---------- SELECTED EXTRACT

They will have to complete a series of missions based on a section of the curriculum. For relative motion they will have to plan a flight path to intercept the villains plane. For projectile motion they’ll have to determine where the bomb lands when dropped from the plane. Use their knowledge of electric circuits to disable the bomb. They’ll have to read through the mission documents (course notes) and train on simulations (labs and practice problems) to learn the skills needed to complete each mission. When they feel ready to complete the mission they can complete an online quiz on the Moodle site.
Today however I started to think, could the students also choose to play as the villain? Most games these days allow you to choose a side, why not this one? The villain would still complete missions (schemes?) but obviously they will be slightly different: determine the release point to drop the bomb, determine the energy required to place a spy satellite in orbit, etc
I’m not sure how to set this up on the Moodle site. Two separate courses? However I could keep track of each side (heroes vs villains) and have a leader board to see which side is winning based on accumulated points.
The first step in the redesign was to get approval from Continuing Education. Not only did they say go ahead but they were enthusiastic about the project and wanted to know what resources I would need. So I made a list:
Apple equivalent of MS Office
Pages – word processor
Numbers – spreadsheet (used by students for data analysis and graphing data)
Keynote – used for presentations in the screencasts. Also by students for presenting to class?

--------------------

WORK TO BE COMPLETED –
Print the entire text about the mission-based physics course word for word. Rely solely on the text about the mission-based physics course.

---------- SOURCE INFORMATION

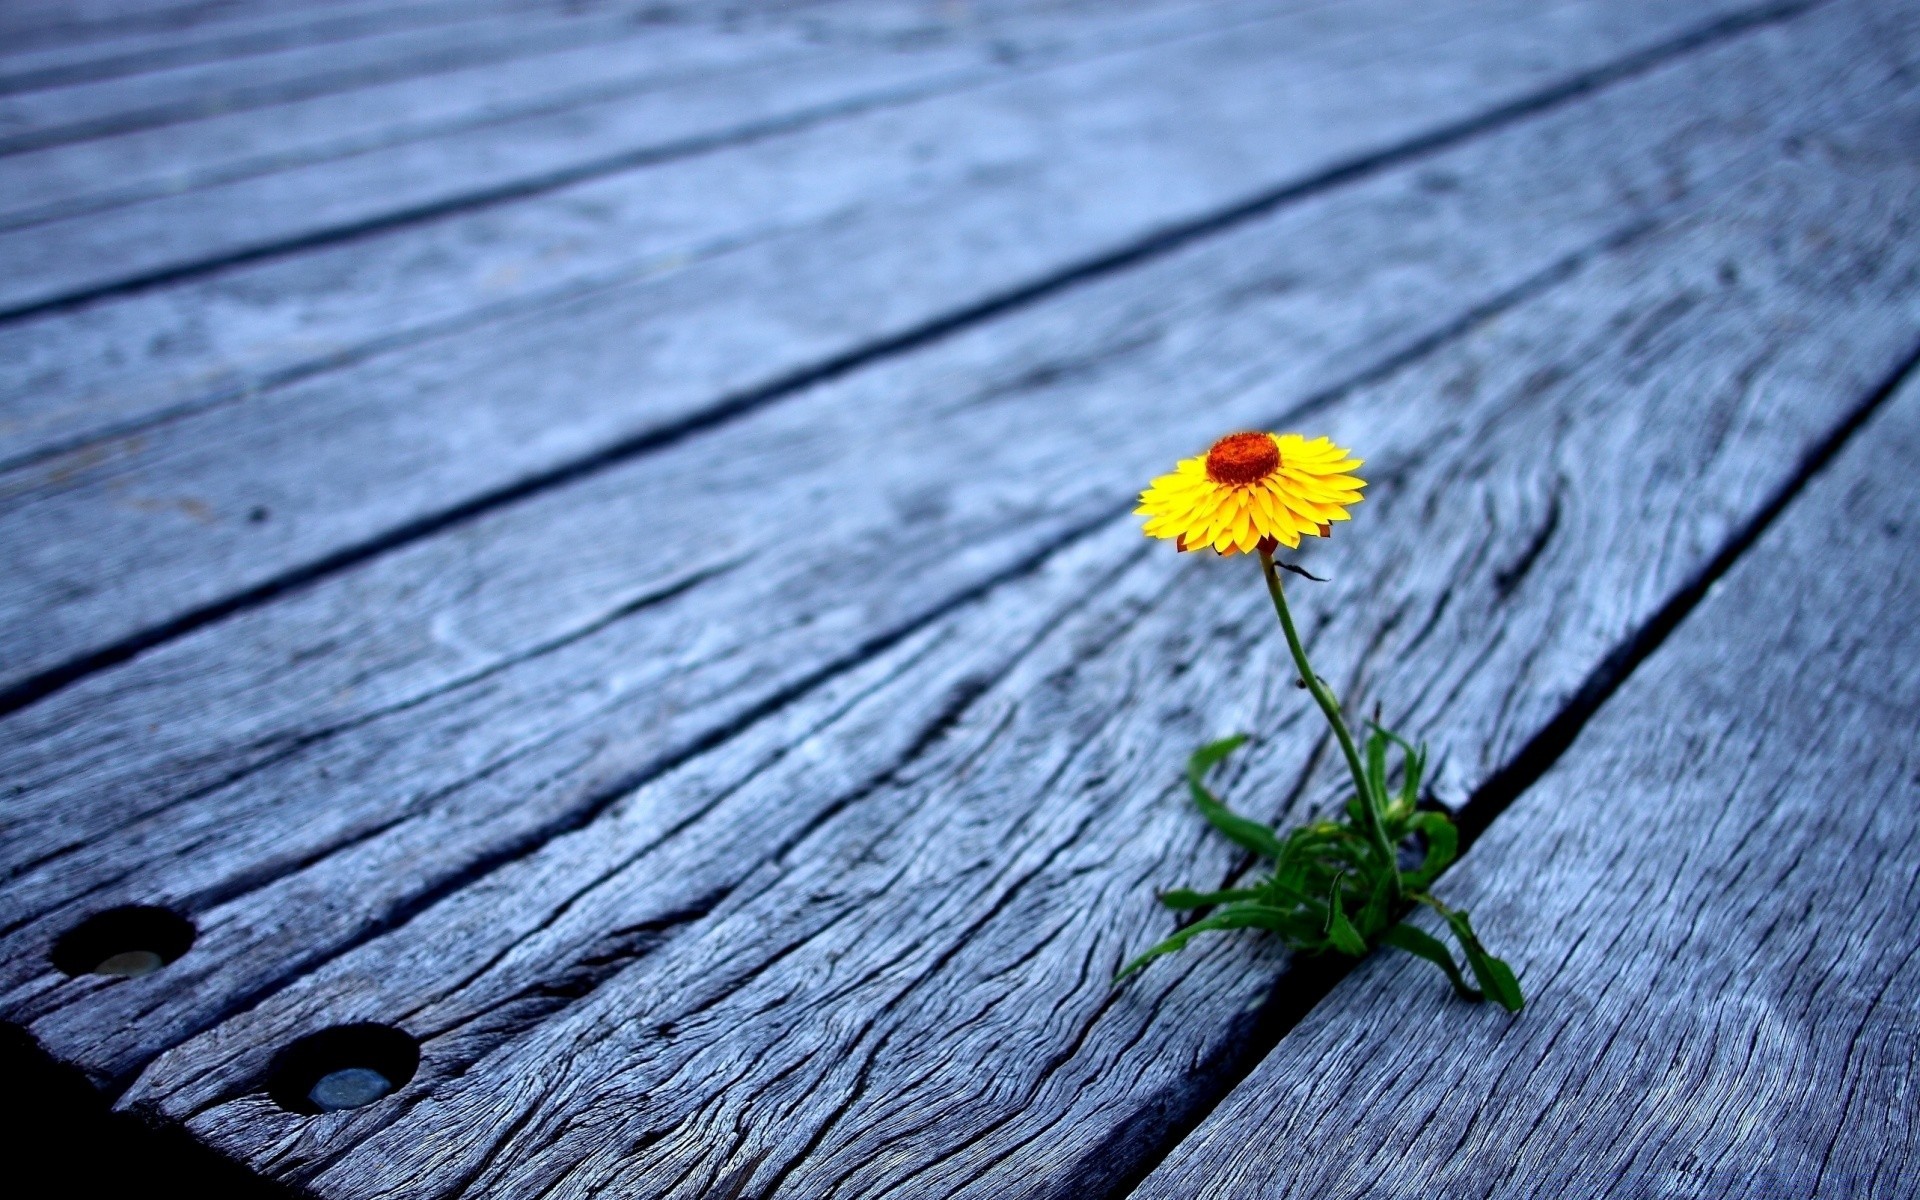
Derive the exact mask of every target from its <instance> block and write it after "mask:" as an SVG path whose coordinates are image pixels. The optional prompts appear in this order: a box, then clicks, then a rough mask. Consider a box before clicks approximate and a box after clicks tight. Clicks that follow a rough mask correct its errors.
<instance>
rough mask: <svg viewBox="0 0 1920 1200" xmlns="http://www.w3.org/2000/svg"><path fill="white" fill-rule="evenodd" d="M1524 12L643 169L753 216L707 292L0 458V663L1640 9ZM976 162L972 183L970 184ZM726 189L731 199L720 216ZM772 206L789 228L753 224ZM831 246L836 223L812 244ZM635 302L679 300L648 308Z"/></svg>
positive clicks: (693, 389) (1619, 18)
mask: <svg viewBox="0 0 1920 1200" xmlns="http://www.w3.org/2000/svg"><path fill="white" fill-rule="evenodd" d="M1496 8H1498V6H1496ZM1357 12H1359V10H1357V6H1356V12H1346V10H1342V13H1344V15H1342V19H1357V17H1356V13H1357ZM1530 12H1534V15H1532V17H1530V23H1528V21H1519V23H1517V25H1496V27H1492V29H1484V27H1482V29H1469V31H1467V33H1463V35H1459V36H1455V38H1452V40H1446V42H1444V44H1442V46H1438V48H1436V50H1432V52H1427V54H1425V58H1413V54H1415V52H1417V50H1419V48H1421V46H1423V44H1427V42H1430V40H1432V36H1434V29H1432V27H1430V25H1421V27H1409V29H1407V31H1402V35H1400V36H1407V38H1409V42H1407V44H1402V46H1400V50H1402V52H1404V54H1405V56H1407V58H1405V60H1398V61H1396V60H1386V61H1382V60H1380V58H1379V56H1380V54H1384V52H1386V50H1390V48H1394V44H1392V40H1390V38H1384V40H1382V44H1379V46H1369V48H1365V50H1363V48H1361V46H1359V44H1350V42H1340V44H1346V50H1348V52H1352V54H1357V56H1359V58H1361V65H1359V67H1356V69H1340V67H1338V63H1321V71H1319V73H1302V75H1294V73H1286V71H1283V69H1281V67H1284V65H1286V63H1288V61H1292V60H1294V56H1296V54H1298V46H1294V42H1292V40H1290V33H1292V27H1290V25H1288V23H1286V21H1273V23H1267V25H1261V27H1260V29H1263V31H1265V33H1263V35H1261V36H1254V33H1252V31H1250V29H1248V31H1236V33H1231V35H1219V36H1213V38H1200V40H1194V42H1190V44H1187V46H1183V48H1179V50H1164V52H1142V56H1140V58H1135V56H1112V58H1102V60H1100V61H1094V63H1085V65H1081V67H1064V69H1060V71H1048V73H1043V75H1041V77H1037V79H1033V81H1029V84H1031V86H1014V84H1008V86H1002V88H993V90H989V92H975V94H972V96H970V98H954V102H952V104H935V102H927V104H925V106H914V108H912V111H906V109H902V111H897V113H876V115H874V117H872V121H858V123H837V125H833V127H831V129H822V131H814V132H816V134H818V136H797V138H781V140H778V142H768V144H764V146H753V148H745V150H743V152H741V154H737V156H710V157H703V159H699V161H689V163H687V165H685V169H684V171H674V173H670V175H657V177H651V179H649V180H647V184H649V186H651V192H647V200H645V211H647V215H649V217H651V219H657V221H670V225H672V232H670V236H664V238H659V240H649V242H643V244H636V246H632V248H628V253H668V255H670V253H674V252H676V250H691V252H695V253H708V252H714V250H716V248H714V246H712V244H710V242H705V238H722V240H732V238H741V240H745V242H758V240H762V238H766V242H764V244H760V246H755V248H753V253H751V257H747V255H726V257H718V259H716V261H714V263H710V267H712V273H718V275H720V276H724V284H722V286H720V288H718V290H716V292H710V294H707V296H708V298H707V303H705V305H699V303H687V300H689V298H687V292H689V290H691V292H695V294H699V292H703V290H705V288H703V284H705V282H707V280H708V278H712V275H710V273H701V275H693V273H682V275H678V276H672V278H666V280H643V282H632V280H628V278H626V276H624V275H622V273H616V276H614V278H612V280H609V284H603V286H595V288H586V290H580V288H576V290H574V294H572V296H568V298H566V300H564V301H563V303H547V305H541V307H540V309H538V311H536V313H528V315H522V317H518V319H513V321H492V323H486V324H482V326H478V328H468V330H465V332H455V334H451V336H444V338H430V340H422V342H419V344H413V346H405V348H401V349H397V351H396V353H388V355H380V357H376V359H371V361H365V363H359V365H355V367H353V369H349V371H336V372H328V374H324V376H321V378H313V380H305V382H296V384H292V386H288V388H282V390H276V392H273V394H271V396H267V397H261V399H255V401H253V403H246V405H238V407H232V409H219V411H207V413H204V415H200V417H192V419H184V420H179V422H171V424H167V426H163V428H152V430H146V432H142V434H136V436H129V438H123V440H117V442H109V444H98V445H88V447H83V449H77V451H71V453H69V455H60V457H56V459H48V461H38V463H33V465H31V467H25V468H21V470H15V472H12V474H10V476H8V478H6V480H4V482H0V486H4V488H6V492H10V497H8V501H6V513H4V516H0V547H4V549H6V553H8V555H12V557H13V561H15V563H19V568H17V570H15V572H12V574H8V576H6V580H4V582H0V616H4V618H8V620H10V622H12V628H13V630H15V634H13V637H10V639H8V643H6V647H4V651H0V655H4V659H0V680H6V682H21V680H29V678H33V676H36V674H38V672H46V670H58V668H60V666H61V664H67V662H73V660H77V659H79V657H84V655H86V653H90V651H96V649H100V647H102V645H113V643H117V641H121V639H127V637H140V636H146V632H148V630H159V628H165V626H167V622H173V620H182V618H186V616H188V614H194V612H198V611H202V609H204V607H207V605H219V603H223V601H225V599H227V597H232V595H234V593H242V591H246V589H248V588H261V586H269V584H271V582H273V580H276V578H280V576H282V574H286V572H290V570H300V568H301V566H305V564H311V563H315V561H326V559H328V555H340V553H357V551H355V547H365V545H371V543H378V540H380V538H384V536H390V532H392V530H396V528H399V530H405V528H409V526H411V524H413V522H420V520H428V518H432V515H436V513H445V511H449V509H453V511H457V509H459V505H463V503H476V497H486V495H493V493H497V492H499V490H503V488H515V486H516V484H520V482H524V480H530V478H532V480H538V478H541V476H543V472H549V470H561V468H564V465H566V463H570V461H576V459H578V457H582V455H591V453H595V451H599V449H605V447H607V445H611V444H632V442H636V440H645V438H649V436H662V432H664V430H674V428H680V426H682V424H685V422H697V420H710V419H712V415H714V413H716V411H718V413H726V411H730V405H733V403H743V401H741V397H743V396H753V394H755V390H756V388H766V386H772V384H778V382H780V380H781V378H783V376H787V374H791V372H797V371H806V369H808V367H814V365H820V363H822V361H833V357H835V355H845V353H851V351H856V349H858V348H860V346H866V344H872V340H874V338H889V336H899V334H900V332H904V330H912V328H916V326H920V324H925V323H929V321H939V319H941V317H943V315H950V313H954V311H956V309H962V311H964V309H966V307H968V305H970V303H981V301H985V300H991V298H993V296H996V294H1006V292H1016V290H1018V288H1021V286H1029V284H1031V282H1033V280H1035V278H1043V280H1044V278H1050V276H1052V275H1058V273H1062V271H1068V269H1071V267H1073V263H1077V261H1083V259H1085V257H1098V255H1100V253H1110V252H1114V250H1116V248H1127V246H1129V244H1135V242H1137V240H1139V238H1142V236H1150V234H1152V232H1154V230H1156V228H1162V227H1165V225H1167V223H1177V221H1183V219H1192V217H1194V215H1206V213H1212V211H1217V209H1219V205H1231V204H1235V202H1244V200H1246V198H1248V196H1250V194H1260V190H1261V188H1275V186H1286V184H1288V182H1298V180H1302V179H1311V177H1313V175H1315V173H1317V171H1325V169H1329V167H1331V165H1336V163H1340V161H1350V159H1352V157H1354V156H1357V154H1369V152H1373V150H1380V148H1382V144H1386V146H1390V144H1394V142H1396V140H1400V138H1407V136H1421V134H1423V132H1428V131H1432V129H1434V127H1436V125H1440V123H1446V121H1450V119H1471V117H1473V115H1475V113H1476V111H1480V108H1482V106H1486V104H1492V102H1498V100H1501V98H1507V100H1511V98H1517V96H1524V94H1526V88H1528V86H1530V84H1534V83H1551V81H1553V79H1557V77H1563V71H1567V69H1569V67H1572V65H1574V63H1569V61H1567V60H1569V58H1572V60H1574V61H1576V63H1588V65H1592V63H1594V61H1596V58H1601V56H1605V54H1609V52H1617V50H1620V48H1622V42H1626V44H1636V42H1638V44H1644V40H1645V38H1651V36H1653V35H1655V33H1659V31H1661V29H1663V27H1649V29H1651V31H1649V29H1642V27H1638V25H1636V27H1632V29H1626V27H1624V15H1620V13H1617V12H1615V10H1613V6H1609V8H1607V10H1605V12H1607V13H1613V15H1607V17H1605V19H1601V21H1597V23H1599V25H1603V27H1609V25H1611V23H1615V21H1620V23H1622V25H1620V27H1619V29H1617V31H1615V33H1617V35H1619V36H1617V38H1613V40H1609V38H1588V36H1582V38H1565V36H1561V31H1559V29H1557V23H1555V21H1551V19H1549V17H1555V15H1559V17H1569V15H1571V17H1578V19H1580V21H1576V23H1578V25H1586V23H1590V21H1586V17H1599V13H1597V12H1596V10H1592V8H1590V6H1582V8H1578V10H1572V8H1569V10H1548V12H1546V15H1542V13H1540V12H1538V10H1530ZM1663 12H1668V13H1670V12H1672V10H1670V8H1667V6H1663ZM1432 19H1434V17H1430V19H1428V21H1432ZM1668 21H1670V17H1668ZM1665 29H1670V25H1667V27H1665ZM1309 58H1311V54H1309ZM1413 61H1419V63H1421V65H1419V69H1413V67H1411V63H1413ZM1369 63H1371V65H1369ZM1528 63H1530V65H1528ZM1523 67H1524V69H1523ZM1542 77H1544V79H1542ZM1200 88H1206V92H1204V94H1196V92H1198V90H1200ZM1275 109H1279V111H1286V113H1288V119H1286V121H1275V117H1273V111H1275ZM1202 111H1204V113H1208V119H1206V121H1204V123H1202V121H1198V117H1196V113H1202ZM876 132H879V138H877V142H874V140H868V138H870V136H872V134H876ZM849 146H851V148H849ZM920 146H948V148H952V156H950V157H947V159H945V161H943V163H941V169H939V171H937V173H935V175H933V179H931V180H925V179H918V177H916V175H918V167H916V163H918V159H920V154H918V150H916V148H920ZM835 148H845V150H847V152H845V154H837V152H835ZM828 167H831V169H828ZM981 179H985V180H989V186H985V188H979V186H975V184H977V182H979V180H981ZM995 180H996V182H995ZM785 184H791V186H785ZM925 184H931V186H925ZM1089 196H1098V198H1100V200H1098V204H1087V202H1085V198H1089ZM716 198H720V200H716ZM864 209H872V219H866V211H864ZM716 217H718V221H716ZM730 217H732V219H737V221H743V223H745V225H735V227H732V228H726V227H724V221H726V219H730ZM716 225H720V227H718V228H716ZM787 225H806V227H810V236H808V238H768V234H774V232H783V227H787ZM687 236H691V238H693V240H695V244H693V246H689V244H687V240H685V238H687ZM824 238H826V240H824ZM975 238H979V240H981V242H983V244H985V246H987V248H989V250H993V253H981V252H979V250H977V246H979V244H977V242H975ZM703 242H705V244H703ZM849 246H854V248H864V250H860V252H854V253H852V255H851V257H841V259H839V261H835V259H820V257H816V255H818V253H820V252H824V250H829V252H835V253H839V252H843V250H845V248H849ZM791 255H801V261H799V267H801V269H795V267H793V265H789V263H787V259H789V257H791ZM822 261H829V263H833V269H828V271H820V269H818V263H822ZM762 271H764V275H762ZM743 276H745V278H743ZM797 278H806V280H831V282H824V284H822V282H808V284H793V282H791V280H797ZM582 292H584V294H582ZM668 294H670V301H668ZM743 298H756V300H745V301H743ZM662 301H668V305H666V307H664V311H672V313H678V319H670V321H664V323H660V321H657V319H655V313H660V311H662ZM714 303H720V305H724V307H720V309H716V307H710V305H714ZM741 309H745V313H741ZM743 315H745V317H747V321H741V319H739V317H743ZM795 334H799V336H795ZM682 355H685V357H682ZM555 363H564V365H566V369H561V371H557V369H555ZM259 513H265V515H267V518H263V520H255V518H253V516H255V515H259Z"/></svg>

--------------------

TASK SOLUTION –
They will have to complete a series of missions based on a section of the curriculum. For relative motion they will have to plan a flight path to intercept the villains plane. For projectile motion they’ll have to determine where the bomb lands when dropped from the plane. Use their knowledge of electric circuits to disable the bomb. They’ll have to read through the mission documents (course notes) and train on simulations (labs and practice problems) to learn the skills needed to complete each mission. When they feel ready to complete the mission they can complete an online quiz on the Moodle site.
Today however I started to think, could the students also choose to play as the villain? Most games these days allow you to choose a side, why not this one? The villain would still complete missions (schemes?) but obviously they will be slightly different: determine the release point to drop the bomb, determine the energy required to place a spy satellite in orbit, etc
I’m not sure how to set this up on the Moodle site. Two separate courses? However I could keep track of each side (heroes vs villains) and have a leader board to see which side is winning based on accumulated points.
The first step in the redesign was to get approval from Continuing Education. Not only did they say go ahead but they were enthusiastic about the project and wanted to know what resources I would need. So I made a list:
Apple equivalent of MS Office
Pages – word processor
Numbers – spreadsheet (used by students for data analysis and graphing data)
Keynote – used for presentations in the screencasts. Also by students for presenting to class?